Text block:
Yes.

"gradle c" would work.  "gradle a b" would work.  Adding "b" at the end of
"a" would work. And I can think of half a dozen other ways of solving the
problem as stated with slightly different implications.  Without an actual
use-case, all that can be talked about is vague generalities.  If none of
the current suggestions makes it clear "Oh, I can adapt it in *this* way to
my problem" then a clearer statement of the problem is needed...


On Fri, Aug 20, 2010 at 4:40 PM, Robert Fischer <
[email protected]> wrote:

> But then if I do "gradle a", I'll always get "b" run, too, right?
>
> ~~ Robert.
>
>
> On 20 August 2010 16:37, Matthias Bohlen <[email protected]> wrote:
>
>> How about a.doLast(b) ? Does that work?

Record excerpts:
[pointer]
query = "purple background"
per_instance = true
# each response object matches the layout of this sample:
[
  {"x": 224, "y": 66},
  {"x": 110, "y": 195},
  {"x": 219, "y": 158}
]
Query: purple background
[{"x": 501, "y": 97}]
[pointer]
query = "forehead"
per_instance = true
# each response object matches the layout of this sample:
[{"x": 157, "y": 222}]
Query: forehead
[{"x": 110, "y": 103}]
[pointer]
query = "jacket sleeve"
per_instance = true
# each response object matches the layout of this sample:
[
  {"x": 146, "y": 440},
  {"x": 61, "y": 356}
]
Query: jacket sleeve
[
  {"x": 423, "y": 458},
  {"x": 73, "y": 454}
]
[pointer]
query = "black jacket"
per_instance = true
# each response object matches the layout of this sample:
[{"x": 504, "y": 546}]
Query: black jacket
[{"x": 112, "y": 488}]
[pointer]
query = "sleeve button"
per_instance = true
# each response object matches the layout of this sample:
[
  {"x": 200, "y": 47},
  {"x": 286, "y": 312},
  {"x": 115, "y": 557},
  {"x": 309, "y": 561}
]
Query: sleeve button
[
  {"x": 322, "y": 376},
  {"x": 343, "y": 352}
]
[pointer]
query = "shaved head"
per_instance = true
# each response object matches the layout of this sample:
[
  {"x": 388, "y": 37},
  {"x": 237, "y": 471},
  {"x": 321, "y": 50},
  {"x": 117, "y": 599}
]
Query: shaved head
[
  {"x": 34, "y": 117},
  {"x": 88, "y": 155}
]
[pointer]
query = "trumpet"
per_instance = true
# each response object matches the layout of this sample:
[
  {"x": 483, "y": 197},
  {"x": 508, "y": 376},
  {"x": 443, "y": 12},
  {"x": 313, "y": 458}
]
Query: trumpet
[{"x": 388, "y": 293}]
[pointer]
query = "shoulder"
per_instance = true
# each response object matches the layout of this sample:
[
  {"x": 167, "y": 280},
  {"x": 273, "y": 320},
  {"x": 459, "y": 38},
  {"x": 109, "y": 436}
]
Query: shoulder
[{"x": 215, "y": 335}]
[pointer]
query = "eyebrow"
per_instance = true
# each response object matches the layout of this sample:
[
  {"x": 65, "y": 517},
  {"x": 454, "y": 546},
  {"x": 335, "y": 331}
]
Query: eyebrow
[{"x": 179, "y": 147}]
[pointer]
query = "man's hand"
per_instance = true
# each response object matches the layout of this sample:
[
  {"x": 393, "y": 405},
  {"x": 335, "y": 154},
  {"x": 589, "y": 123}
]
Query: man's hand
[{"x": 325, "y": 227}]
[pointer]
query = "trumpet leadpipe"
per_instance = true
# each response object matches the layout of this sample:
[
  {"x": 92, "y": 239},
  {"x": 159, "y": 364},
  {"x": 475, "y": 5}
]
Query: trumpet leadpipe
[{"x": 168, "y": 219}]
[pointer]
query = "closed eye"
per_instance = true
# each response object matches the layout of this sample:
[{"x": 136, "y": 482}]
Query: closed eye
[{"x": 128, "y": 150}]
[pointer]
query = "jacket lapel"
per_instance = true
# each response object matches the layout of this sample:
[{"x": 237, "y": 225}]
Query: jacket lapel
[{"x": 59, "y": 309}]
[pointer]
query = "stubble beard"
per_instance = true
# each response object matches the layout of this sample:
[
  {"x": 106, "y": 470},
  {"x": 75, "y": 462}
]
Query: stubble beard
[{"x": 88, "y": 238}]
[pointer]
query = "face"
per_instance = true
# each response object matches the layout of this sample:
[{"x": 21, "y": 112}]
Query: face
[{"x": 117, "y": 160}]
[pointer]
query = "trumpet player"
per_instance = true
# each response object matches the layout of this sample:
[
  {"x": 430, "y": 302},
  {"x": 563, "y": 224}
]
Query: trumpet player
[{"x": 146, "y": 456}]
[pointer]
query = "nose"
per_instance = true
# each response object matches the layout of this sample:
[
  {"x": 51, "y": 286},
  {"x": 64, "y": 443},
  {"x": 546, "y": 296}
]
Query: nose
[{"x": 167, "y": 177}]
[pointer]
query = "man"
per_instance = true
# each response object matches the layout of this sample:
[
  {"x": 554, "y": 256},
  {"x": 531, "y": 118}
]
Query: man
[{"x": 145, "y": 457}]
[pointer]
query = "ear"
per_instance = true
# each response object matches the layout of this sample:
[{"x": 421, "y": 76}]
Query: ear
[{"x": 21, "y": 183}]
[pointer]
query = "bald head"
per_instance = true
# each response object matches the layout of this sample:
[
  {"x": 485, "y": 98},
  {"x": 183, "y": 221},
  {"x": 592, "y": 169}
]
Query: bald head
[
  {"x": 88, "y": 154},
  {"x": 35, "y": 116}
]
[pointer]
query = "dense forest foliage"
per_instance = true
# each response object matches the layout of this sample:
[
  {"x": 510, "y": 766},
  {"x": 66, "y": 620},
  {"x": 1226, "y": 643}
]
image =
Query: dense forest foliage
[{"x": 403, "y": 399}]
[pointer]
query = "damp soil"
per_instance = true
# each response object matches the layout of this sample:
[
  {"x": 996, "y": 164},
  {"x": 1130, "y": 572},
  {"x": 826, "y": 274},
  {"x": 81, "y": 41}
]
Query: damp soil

Requirements: Reproduce verbatim the portion of the Gradle email that begins with the words containing "On Fri, Aug" and ends with "Does that work?". The records play no part in this work.

Response to the exercise:
On Fri, Aug 20, 2010 at 4:40 PM, Robert Fischer <
[email protected]> wrote:

> But then if I do "gradle a", I'll always get "b" run, too, right?
>
> ~~ Robert.
>
>
> On 20 August 2010 16:37, Matthias Bohlen <[email protected]> wrote:
>
>> How about a.doLast(b) ? Does that work?